▶ [ОТРЫВОК]:
◆ ◆ ◆ ◆ ◆

Сталин, как известно, всю жизнь не понимал гениальности Ленина, прекрасно подчеркивая этим извечную диалектику “поэта” и “толпы”.
И – следующий потрясный эпизод этого рассказа:
“…Этот знакомый ему однажды сказал, что надо быть осторожным – тут тонут люди.
– Тонут, говорите? – спросил Ленин. – Ничего, мы-то не потонем.
И тут же заплыл так далеко, что еле можно было видеть его”.
Зощенко вновь подвергает всегдашнюю трусость Сталина жестокому глумлению: так и видится, что этот “один его знакомый” Сталиным и был, и стоял с нелепо открытым ртом и дрожащей челюстью, глядя на ловко ныряющего и жизнерадостно отфыркивающегося водоплавающего Ленина, который был настоящим виртуозом купания.
Четвертый рассказ называется “О том, как Ленин бросил курить”. Сталин распадается здесь на целую плеяду обывательских “слабовольных людей” в следующем эпизоде:
“…И с этими словами Владимир Ильич вытащил из кармана папиросы и положил их на стол. И уж больше до них не дотрагивался (обожаю это жеманное зощенковское “уж”. – M.)
А которые курят, те знают, какую огромную волю надо иметь, чтоб сразу бросить эту привычку. Некоторые слабовольные люди обращаются даже к докторам, чтоб те помогли им бросить курить.

◆ ◆ ◆ ◆ ◆

▶ [ЧТО НУЖНО СДЕЛАТЬ]:
1. Выпишите из записей все строки, в которых встречается слово «maroon». Регистр букв учитывается.
2. Продолжите отрывок о рассказах Зощенко про Ленина, начав сразу после его последнего предложения.

(Фрагменты набора данных с указанием объектов точками)
◆ ◆ ◆ ◆ ◆

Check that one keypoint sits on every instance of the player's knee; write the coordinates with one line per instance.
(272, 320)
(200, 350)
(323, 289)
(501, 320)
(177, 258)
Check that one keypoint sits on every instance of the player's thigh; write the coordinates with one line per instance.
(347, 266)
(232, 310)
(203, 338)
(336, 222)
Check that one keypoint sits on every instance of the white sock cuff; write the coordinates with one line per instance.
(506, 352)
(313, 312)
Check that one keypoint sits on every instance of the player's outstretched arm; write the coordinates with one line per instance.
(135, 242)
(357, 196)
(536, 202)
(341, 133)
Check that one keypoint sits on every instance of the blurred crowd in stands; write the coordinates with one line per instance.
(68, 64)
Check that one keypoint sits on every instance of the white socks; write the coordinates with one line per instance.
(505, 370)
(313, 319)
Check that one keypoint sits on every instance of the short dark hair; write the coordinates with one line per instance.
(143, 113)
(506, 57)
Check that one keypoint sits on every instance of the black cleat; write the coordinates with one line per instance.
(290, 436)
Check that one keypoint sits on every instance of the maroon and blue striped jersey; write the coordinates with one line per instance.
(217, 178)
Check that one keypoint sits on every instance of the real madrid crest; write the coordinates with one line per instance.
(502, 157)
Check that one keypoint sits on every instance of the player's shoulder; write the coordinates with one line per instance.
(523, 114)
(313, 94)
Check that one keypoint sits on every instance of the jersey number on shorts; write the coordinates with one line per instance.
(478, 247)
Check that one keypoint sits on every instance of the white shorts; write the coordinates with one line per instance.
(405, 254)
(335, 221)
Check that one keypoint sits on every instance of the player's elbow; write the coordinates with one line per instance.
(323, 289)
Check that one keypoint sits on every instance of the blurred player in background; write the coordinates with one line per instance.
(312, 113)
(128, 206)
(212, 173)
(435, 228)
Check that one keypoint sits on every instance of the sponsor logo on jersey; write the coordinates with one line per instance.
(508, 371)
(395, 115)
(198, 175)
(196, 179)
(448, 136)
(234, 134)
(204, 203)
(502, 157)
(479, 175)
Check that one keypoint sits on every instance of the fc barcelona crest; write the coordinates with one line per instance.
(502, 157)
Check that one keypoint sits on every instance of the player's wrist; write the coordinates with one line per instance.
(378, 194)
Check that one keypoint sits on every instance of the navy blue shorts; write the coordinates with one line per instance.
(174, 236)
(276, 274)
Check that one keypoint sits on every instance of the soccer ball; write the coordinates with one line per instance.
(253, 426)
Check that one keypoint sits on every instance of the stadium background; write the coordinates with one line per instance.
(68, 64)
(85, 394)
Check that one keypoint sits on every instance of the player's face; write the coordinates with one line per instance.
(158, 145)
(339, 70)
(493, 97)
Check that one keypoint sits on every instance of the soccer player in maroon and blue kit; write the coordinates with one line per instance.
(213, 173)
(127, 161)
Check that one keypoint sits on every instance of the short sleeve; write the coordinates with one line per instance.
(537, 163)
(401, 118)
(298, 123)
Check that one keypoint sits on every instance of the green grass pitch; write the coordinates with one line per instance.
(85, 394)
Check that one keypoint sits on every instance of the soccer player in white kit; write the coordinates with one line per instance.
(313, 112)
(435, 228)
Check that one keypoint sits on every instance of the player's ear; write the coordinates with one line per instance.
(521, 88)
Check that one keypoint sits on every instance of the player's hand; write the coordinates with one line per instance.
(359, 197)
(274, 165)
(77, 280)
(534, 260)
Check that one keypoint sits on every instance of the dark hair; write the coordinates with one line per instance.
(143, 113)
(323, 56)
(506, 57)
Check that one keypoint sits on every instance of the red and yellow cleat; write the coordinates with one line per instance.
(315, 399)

◆ ◆ ◆ ◆ ◆

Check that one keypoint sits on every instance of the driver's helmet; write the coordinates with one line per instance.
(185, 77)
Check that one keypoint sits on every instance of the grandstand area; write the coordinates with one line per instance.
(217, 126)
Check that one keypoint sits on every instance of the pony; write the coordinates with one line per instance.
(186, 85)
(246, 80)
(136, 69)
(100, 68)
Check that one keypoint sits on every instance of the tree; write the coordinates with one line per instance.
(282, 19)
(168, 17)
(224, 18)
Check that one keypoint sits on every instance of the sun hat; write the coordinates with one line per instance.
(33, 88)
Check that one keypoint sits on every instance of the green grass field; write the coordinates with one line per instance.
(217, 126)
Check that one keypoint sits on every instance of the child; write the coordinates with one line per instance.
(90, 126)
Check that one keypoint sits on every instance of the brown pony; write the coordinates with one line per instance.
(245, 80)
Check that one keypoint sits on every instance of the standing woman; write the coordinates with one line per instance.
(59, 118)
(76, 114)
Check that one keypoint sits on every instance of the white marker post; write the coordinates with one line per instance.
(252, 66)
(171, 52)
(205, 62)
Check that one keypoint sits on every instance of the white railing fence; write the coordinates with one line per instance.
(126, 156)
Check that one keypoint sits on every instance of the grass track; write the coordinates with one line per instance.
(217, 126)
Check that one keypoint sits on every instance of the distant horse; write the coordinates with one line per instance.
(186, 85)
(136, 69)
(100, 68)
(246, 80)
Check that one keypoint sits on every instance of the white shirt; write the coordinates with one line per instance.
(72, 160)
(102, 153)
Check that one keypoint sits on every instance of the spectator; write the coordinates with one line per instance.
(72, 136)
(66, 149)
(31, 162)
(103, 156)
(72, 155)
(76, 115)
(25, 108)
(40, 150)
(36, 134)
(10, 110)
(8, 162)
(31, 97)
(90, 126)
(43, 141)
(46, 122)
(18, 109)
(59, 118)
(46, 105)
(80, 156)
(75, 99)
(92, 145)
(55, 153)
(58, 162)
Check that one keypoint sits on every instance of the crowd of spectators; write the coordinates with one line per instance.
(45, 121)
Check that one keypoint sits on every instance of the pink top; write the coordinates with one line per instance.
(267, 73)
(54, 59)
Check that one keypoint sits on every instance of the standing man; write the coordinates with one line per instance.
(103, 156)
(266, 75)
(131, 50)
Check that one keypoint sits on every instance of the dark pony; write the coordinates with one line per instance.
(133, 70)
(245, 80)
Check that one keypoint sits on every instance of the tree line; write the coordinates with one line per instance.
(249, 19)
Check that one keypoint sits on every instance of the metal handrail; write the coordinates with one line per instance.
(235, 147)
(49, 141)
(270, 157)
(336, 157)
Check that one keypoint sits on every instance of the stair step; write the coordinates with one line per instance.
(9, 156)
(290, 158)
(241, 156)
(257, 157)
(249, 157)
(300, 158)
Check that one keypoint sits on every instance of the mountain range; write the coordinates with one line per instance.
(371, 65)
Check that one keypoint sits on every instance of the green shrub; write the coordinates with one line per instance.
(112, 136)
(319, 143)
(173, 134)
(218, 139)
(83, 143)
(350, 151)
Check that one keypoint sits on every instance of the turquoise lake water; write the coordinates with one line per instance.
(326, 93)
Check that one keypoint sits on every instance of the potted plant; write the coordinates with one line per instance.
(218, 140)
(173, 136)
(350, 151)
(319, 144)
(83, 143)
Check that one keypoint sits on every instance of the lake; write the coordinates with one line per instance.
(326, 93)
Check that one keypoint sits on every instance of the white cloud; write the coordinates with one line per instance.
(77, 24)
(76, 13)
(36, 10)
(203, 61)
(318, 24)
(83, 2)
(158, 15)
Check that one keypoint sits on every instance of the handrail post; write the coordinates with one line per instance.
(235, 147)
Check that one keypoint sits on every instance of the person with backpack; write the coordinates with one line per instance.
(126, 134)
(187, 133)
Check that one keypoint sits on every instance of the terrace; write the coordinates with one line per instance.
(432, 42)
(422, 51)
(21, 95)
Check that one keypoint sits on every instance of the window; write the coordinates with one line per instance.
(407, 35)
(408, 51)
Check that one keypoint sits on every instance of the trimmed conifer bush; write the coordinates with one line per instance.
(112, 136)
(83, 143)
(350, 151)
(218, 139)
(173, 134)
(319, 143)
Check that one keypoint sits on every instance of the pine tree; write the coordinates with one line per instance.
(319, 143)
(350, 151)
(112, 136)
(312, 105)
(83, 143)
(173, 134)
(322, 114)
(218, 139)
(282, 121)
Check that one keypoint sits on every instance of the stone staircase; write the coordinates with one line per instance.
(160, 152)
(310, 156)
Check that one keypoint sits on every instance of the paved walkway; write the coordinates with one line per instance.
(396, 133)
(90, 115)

◆ ◆ ◆ ◆ ◆

▶ [ОЖИДАЕМЫЕ РЕЗУЛЬТАТЫ]:
1.
Check that one keypoint sits on every instance of the maroon and blue striped jersey; write the coordinates with one line per instance.
Check that one keypoint sits on every instance of the soccer player in maroon and blue kit; write the coordinates with one line per instance.

2.
И доктора смазывают им рот каким-то лекарством, чтоб им противно было курить. А еще более слабовольных доктора усыпляют и внушают им разные ужасные мысли о вреде курения. И только тогда эти люди бросают курить. И то многие не бросают, а продолжают курить, имея в голове ужасные мысли о вредности куренья (“имея в голове ужасные мысли” – блеск! – M.)
Но у Ленина была огромная воля. Он без всяких докторов решил бросить куренье. И действительно бросил. И больше никогда не курил.
Это был сильный человек, с железной волей (очаровательное разжевывание. – M.)”
Так и видится, как этот сильный человек с железной волей в облике жестокой няньки смазывает безвольному Сталину (с этой его вечной псевдомужественной ублюдочной трубкой) рот какой-то поганью!.. Жесточайшая, что и говорить, антитоталитарщина.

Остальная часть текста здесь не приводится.